# Задание 1
Ответьте на вопросы по отрывку об Эйнштейне:
(a) В каком году Эйнштейн приехал в Германию?
(b) С кем из лидеров германских евреев Эйнштейна до конца дней связывала теплая дружба?
(c) В чем, по словам Эйнштейна, заключается трагедия евреев?

Нет нужды описывать атмосферу, царившую в Пруссии накануне Первой мировой войны. В 1929 году в письме германскому государственному министру Эйнштейн писал: ” Когда я приехал в Германию пятнадцать лет назад (то есть в 1914 году), я впервые обнаружил, что я — еврей. Этим открытием я более обязан неевреям, нежели евреям". Несмотря на сказанное, важную роль сыграло и влияние германских сионистов, в особенности одного из лидеров германских евреев Курта Блюменфельда81, с которым Эйнштейна до конца дней связывали узы теплой дружбы. Но как и в случае с Герцлем, решающим фактором в становлении его еврейского самосознания было не столько открытие для себя некой не известной доселе доктрины (ее приверженцев он знавал еще в Праге, но в ту пору она его, вероятно, не заинтересовала), сколько шовинизм и ксенофобия, охватившие широкие круги берлинского населения и приведшие его к пониманию, насколько зыбко положение еврейской общины даже на цивилизованном Западе. ”Человек может процветать, — заявлял он, — только в среде некоего сообщества. Отсюда следует, что еврею, утратившему связь со своим собственным народом и считающемуся иностранцем в глазах народа, среди которого он обитает, грозит опасность”. "Трагедия евреев заключается... в том, что они утратили опору сплачивавшей их общины. Результатом стало отсутствие у личности прочного фундамента, что в крайнем проявлении равносильно душевному разладу”.

# Сохранённые записи
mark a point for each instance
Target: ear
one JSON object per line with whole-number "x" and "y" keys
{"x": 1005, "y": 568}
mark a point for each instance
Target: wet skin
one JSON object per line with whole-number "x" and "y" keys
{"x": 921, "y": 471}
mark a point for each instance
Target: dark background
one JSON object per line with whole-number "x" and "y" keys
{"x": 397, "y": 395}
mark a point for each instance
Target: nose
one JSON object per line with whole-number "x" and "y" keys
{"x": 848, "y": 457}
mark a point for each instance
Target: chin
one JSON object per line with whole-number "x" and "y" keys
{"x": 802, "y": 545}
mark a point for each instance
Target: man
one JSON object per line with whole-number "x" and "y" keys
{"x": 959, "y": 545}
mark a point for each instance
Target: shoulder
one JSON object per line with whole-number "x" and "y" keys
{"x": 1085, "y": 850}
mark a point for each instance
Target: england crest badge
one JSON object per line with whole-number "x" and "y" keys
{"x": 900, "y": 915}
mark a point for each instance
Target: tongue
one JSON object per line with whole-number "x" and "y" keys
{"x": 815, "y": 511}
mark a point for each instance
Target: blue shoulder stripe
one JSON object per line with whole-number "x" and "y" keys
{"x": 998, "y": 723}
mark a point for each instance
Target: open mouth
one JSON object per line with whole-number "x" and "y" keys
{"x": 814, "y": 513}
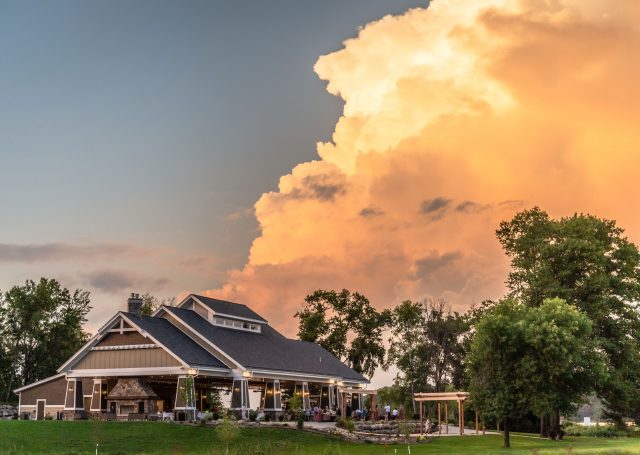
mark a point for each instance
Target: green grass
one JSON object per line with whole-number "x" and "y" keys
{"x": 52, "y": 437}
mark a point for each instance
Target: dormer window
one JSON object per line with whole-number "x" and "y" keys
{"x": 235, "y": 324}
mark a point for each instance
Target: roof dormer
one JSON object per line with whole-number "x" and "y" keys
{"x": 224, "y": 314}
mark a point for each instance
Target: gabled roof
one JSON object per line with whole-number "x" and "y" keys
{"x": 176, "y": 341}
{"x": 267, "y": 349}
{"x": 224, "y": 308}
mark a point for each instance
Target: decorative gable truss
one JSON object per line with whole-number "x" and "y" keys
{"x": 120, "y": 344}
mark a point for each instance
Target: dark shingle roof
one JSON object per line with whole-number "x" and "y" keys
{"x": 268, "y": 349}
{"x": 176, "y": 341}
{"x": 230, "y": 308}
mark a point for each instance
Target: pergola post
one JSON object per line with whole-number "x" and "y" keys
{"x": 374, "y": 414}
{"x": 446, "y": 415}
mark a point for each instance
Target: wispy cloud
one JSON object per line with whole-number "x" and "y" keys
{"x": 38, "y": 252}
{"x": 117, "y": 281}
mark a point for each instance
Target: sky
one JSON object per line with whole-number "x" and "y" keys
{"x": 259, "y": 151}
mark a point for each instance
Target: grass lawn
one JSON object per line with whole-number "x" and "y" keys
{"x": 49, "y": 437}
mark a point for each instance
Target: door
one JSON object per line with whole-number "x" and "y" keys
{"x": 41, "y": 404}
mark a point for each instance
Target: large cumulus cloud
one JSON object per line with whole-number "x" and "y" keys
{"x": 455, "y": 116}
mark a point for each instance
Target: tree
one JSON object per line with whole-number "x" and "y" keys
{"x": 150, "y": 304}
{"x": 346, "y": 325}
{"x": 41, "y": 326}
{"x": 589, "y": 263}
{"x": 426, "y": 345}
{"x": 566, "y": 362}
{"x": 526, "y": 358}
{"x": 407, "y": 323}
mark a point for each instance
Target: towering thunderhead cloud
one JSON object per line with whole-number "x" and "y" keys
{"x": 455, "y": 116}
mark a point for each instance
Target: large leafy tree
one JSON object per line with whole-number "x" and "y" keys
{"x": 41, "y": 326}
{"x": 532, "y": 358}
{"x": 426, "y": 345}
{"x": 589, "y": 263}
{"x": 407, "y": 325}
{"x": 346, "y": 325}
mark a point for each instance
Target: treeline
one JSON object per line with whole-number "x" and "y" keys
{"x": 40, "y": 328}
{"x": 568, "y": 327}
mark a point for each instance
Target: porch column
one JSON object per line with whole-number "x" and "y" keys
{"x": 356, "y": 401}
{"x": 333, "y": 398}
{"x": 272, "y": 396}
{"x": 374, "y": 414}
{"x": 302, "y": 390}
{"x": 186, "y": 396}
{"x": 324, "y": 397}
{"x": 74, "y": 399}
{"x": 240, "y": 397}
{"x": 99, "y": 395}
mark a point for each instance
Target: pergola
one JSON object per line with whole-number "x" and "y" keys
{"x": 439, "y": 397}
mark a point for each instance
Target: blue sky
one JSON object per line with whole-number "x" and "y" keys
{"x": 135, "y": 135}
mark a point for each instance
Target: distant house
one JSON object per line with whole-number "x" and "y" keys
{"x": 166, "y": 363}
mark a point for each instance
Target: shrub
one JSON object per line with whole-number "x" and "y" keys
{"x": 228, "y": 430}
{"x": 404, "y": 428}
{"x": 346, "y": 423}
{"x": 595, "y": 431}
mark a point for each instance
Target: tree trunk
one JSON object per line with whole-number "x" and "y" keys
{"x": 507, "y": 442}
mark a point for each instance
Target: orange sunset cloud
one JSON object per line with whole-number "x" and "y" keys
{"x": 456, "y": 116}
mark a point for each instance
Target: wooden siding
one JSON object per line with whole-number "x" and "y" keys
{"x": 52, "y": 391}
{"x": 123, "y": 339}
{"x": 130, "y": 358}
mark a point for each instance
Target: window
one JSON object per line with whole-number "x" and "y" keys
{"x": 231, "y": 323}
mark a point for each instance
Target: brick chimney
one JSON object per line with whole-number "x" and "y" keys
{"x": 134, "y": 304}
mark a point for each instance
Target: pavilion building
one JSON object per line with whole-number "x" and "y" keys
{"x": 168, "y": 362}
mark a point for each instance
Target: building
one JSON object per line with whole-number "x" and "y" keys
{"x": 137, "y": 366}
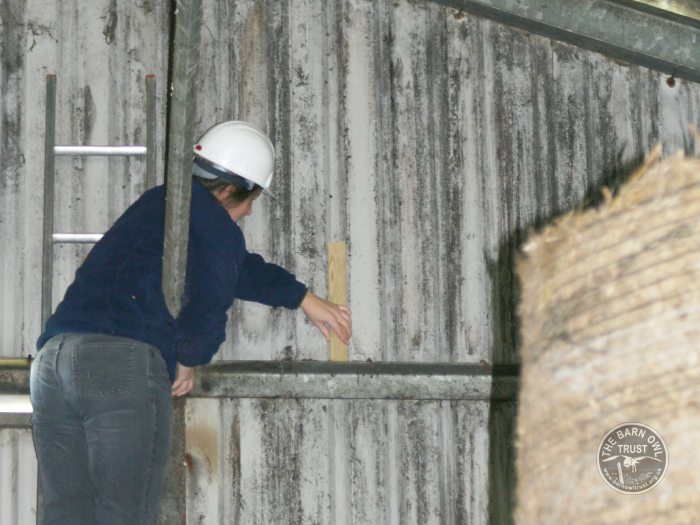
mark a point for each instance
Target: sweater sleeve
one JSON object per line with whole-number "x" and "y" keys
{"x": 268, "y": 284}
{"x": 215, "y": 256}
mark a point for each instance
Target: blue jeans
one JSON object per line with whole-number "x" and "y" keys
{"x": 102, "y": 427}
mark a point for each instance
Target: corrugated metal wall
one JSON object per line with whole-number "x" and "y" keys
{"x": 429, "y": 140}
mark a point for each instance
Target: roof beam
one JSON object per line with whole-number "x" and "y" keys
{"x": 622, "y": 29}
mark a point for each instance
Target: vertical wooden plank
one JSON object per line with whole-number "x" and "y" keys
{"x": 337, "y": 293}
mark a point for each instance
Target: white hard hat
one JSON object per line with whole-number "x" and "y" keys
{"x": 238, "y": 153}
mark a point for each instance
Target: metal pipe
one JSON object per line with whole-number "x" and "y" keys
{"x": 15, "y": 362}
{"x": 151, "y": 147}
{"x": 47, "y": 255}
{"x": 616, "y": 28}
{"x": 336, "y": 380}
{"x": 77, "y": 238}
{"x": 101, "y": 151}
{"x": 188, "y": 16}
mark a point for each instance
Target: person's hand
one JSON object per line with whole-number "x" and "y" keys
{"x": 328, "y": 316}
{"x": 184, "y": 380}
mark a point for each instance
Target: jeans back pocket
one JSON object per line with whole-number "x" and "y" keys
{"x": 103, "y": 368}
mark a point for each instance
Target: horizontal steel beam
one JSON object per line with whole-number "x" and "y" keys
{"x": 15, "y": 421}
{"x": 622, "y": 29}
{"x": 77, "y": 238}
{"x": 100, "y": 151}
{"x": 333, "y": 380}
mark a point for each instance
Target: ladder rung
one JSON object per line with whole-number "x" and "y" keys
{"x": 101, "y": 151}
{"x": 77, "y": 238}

# Задание 2
Подсчитайте, пожалуйста, сколько строк в записях содержат слово «metal», с учетом регистра. В ответе укажите только число.

# Ответ 1
(a) В 1914 году.
(b) С Куртом Блюменфельдом.
(c) В том, что они утратили опору сплачивавшей их общины.

# Ответ 2
2